>> begin Provided data
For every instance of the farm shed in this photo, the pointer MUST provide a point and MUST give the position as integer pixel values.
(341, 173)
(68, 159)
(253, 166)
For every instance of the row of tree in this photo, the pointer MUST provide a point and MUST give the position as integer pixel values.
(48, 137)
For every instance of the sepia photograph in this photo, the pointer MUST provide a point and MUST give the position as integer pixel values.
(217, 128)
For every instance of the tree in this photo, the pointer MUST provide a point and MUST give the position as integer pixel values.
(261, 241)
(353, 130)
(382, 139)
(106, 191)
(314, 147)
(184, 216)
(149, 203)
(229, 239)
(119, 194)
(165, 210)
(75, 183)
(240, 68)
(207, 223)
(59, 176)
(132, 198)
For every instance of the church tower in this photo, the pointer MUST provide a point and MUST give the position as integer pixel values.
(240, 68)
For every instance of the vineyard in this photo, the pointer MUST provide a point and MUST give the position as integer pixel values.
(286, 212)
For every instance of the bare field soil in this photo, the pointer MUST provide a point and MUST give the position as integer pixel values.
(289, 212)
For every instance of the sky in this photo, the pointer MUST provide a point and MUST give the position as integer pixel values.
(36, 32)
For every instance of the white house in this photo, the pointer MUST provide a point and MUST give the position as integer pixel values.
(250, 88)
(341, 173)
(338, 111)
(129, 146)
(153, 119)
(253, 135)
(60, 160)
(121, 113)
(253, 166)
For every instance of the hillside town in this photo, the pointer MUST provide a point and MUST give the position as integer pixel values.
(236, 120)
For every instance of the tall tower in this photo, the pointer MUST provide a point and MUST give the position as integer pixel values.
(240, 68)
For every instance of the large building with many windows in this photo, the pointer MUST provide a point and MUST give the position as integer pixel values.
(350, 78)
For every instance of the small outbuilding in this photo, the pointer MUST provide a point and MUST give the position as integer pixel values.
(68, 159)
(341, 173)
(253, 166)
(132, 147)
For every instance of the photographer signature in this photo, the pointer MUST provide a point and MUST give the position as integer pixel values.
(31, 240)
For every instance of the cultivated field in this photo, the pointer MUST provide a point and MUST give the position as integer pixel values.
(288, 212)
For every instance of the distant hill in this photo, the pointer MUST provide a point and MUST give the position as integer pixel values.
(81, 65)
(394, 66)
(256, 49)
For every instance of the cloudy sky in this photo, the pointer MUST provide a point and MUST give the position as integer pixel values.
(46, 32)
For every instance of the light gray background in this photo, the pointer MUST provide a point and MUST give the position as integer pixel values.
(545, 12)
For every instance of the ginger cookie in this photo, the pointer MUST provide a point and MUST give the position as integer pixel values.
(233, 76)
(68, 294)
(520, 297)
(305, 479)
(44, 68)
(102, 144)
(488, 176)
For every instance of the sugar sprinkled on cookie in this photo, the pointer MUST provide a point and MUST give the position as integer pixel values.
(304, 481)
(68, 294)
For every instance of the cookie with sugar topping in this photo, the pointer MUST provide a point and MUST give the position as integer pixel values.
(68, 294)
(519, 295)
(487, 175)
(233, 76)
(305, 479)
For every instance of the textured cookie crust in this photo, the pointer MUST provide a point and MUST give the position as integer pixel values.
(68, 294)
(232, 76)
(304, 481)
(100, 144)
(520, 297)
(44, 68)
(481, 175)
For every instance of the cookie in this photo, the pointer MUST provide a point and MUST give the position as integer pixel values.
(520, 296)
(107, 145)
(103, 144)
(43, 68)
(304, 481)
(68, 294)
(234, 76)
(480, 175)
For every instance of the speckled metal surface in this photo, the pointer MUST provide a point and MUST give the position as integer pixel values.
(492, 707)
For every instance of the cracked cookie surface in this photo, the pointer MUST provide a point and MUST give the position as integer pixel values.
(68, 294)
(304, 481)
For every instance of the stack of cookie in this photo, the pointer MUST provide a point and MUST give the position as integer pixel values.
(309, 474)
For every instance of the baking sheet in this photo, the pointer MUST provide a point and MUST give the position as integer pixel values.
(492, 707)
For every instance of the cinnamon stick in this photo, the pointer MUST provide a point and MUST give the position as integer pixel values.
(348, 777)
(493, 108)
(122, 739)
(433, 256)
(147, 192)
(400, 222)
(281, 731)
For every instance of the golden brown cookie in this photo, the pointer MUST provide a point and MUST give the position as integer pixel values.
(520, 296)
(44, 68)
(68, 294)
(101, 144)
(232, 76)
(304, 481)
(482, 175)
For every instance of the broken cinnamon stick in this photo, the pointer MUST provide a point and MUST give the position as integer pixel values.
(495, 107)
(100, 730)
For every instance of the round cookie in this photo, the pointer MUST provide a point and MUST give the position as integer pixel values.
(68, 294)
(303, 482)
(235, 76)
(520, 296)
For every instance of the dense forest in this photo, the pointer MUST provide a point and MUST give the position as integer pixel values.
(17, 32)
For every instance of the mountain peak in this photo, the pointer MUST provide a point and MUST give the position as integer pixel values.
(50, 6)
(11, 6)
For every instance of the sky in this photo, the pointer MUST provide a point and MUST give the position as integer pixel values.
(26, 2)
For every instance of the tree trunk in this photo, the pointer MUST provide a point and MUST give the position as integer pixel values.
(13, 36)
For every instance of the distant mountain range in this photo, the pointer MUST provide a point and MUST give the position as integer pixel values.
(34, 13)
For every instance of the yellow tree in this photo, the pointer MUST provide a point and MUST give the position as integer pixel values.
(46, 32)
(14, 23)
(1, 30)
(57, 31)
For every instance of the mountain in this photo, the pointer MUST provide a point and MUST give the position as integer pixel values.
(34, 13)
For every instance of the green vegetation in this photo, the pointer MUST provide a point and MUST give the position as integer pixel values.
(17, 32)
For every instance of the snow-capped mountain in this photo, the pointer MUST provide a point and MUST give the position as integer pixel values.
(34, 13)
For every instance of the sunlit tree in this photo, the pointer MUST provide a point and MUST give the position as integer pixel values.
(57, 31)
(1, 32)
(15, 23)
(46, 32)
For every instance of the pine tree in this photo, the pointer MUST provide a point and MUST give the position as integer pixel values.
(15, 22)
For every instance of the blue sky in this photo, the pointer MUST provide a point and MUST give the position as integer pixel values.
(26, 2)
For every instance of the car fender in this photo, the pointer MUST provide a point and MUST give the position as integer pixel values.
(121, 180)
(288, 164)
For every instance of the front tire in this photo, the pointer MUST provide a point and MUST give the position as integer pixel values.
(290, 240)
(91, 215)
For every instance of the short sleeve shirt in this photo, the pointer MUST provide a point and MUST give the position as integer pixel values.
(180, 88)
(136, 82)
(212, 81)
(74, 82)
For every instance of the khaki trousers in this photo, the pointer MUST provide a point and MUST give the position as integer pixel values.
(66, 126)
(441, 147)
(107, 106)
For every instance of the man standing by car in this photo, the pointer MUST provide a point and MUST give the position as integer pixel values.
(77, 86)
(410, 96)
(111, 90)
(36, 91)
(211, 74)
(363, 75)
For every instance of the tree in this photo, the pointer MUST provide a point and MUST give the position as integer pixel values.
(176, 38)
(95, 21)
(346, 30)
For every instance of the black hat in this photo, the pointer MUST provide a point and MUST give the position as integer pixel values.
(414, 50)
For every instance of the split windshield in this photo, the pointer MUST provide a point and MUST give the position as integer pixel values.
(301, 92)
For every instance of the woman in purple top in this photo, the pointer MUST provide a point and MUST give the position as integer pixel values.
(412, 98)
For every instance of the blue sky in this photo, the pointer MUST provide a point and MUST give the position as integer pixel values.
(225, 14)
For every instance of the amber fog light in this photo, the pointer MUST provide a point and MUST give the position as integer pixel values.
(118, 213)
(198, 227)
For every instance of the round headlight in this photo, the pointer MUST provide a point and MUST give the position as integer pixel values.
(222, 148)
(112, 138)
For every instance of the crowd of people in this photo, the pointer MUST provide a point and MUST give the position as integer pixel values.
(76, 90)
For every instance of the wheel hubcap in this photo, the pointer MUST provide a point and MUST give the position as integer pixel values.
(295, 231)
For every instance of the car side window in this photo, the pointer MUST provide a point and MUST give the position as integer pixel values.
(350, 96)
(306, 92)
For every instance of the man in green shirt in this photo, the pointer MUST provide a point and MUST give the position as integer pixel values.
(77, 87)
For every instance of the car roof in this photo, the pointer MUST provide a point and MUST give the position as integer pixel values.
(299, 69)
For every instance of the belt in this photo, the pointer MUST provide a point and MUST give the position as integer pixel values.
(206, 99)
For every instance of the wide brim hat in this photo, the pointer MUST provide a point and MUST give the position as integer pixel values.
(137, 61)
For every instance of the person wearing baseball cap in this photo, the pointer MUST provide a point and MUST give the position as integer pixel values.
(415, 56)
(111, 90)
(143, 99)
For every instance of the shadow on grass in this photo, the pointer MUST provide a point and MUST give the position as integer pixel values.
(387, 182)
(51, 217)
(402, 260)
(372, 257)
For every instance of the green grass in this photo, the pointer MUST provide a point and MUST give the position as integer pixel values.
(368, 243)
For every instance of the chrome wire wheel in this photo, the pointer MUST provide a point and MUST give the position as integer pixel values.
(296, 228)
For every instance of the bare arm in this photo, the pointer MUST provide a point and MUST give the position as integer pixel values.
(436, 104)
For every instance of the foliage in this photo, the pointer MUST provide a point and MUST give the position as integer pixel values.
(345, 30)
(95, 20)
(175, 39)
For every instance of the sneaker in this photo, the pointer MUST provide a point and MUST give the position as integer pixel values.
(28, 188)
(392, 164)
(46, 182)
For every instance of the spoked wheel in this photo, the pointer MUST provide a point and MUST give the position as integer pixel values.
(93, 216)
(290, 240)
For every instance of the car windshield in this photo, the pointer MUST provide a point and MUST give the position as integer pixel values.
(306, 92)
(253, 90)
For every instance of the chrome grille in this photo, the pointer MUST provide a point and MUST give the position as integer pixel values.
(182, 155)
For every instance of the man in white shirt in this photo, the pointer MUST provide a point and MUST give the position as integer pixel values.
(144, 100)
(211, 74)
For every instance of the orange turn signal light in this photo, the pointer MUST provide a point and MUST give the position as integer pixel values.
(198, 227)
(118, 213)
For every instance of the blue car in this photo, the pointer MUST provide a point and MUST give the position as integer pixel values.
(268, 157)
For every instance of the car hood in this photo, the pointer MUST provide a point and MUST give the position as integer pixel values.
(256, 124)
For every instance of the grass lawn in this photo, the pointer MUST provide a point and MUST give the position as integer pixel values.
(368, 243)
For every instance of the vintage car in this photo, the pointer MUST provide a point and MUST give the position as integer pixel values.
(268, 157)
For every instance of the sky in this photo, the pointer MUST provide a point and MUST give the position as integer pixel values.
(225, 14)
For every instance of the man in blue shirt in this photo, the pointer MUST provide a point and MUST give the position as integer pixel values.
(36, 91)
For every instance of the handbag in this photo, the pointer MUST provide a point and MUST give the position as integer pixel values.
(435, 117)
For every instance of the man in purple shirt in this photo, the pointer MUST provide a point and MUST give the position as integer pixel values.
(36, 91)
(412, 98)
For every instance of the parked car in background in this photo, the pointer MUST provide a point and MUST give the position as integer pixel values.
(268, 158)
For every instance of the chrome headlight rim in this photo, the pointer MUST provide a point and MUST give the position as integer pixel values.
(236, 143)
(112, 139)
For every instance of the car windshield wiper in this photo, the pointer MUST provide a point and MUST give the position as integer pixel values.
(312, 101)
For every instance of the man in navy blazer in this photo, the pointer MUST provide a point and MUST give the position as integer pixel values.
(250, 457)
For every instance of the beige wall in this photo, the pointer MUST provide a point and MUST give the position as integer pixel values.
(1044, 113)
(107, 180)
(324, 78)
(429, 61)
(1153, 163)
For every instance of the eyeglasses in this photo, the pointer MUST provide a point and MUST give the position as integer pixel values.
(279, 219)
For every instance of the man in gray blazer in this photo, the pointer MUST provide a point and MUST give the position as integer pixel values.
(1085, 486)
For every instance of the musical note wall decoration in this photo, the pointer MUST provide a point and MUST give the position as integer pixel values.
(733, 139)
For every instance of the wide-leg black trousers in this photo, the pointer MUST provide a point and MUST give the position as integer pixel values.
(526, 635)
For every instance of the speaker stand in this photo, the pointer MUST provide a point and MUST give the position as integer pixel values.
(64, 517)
>> end Provided data
### Stated problem
Replace "speaker stand" with "microphone stand" in the lines from the one containing "For every instance of the eyeglasses" through the last line, inclusive. Give only those lines, with everything else unchanged.

### Final result
For every instance of the eyeglasses in this photo, the pointer MUST provide a point and MUST give the position as integer pixel values.
(279, 219)
For every instance of the man in gray blazer in this photo, the pointer MUST provide a point and MUST give the position as integer pixel values.
(1085, 486)
For every instance of the musical note wall decoration in this photo, the pointer MUST provide a point and MUST give the position as integer pixel values.
(733, 139)
For every instance of the wide-leg black trousers in this photo, the pointer MUST provide a point and MUST give the position as integer pixel values.
(526, 635)
For every instance of the microphone stand in this photo, the pointer MUST provide a point and MUST give the position as integer pixel values.
(64, 517)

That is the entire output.